Although the company expanded into new territory, most expansion activity emphasized building a dense service network in the Southeast. The January 1998 acquisition of assets from Fredrickson Motor Express, based in Charlotte, involved 26 terminals in North and South Carolina, Virginia, and Georgia, though 19 terminals overlapped with Old Dominion facilities. In August Old Dominion purchased assets from Goggin Truck Line of Shelbyville, Tennessee, serving metropolitan and rural areas in the Southeast. The two acquisitions resulted in the addition of nine new service centers in 1998, while another four service centers opened in upstate New York, extending new service to that area. Old Dominion invested an unprecedented $48.7 million in tractors, trailers, and service centers in 1998, compared with an average of $30 million in the late 1990s.
Expansion continued in 1999 with the January acquisition of Skyline Transportation. Assets included 23 terminals in North and South Carolina, Georgia, Tennessee, and Alabama, with only one overlap with Old Dominion facilities. The acquisition provided Old Dominion an opportunity to improve next-day service to and from the Midwest.
Mission: To provide innovative services that satisfy customer needs and result in a reasonable profit that ensures growth and success of our union free employees, company and shareholders. We will maintain a formal and continuous Quality Management process to achieve our mission. Vision: To be the premier transportation company in selected regional, interregional and intrastate markets served.
Other service expansion involved new facilities in Delaware, West Virginia, and Pennsylvania, as well as the relocation and consolidation of facilities. A new $9 million facility in Rialto, California, combined and expanded operations in southern California. In November Old Dominion acquired a service center in Dallas from Nation’s Way Transport Service for $3.65 million in a bankruptcy auction. Old Dominion’s nearby location accommodated 63 doors, while the new facility would accommodate 164 doors within five years. Old Dominion planned to develop the terminal as a hub for Texas, Louisiana, Oklahoma, Arkansas, and New Mexico. A small service center was opened in Laredo, Texas, for introduction of transportation service into Mexico.
From 2000: New Markets, New Services, New Technologies
While Old Dominion continued to pursue geographic expansion in the early 2000s, the company sought internal growth through the implementation of new services and improvements to existing services. One dimension of this concern for service involved providing full-state coverage within existing territories. In the first half of 2000, Old Dominion extended full-state service to 21 states east of the Mississippi River. This service infrastructure allowed the company to introduce the Speed Service Program, providing customized, time-sensitive delivery service.
An opportunity to improve its service network in Texas and Oklahoma came in February 2001 with the acquisition of Carter & Sons Freightways, Inc. of Carrollton, Texas. In addition to trucking and office equipment, the acquisition involved 23 service centers, which provided Old Dominion with complete service coverage of Texas and Oklahoma and complementary service to Old Dominion terminals in Louisiana, Arkansas, and New Mexico. The company merged ten service centers into existing facilities, so the acquisition provided a total of 13 new facilities. The acquisition provided infrastructure to offer next-day and second-day service in the five-state area and contributed approximately $23 million in revenue.

Record excerpts:
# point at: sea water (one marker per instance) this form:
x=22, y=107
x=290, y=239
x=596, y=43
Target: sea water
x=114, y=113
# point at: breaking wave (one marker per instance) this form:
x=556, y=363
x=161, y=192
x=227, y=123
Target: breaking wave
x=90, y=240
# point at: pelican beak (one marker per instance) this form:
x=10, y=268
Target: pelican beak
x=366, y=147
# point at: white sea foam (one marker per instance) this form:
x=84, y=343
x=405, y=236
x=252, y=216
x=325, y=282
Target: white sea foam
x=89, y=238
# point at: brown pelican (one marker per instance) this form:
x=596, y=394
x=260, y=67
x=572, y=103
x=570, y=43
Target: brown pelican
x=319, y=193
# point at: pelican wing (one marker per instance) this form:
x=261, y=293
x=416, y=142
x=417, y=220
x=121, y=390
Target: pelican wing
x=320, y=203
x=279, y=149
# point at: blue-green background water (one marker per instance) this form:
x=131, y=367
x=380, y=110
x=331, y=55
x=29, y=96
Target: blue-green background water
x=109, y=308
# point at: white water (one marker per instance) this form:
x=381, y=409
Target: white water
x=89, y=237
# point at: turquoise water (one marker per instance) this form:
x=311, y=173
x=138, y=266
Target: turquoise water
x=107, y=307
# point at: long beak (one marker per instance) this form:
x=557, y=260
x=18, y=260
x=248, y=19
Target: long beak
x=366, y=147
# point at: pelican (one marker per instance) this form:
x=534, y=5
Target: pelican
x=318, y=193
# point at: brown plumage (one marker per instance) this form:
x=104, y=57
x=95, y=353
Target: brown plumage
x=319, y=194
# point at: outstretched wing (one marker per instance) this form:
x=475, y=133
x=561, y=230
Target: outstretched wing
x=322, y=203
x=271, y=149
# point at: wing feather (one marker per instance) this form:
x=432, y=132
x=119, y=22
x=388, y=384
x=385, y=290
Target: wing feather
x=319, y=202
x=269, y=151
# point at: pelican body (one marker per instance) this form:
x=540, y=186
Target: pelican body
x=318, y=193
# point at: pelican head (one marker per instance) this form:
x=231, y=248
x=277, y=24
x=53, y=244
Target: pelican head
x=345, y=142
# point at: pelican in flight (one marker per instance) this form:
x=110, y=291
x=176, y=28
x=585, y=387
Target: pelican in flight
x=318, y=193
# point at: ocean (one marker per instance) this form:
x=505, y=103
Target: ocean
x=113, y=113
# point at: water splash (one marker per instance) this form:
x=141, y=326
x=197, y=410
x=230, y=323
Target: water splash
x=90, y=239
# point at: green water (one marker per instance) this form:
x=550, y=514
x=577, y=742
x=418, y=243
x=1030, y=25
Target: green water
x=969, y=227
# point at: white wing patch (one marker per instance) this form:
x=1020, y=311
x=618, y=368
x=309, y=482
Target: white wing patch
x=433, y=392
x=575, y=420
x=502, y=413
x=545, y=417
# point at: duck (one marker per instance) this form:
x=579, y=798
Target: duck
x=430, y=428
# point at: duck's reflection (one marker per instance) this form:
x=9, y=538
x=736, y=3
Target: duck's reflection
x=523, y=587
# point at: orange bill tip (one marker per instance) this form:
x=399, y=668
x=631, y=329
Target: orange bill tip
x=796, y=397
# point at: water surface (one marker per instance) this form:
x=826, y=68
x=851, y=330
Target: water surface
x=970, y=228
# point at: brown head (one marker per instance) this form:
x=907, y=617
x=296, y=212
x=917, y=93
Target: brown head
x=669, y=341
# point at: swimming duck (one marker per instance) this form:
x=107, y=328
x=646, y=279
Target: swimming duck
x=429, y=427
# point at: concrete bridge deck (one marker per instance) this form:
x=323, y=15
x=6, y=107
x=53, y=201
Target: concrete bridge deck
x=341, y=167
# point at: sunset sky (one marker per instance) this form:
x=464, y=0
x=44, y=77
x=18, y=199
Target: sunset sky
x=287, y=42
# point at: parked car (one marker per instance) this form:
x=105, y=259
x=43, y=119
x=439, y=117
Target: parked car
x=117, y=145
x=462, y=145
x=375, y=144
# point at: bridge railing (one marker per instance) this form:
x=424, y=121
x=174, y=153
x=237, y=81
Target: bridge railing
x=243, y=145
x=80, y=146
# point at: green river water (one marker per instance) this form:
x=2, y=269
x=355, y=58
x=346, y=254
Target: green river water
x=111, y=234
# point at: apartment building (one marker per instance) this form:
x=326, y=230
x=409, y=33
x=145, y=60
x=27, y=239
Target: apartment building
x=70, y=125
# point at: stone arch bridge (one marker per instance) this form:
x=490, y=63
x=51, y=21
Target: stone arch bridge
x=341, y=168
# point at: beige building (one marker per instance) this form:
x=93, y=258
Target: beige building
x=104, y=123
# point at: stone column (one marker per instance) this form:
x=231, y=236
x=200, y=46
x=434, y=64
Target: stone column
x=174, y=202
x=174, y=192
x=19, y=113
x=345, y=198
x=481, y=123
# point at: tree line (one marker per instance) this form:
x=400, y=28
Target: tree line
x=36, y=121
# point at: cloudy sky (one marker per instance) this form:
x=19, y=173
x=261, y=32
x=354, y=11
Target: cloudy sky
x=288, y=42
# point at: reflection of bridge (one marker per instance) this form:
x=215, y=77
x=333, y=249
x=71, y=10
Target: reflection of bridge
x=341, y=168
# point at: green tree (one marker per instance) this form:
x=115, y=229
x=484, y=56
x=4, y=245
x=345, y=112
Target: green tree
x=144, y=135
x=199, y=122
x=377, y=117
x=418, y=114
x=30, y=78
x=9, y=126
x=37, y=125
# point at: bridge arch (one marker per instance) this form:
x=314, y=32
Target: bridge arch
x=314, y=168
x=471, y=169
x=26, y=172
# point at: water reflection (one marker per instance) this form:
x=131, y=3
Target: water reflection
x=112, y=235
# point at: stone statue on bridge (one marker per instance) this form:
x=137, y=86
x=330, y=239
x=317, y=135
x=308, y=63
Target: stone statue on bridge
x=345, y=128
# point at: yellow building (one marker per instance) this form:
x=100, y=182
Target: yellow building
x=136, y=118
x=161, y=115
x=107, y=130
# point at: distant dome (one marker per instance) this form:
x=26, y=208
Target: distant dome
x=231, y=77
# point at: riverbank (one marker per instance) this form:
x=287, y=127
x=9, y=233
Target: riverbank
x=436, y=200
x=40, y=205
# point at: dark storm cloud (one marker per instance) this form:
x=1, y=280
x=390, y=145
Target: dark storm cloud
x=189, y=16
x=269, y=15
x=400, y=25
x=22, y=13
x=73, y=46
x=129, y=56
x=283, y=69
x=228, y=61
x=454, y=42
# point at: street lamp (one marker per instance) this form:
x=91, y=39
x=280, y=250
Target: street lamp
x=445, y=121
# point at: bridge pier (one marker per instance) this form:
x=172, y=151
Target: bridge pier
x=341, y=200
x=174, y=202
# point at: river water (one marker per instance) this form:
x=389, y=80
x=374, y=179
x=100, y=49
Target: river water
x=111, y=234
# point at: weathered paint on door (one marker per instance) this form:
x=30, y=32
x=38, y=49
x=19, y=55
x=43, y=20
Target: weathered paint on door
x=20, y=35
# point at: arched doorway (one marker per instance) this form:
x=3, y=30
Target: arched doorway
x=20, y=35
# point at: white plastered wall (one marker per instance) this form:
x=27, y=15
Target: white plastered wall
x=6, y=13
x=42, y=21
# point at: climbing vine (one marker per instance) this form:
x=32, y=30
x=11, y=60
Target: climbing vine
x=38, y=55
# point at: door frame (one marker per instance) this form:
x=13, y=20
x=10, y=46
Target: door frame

Exercise:
Set down everything in the Old Dominion history above from "From 2000: New" down to "time-sensitive delivery service.", word for word.

Solution below:
From 2000: New Markets, New Services, New Technologies
While Old Dominion continued to pursue geographic expansion in the early 2000s, the company sought internal growth through the implementation of new services and improvements to existing services. One dimension of this concern for service involved providing full-state coverage within existing territories. In the first half of 2000, Old Dominion extended full-state service to 21 states east of the Mississippi River. This service infrastructure allowed the company to introduce the Speed Service Program, providing customized, time-sensitive delivery service.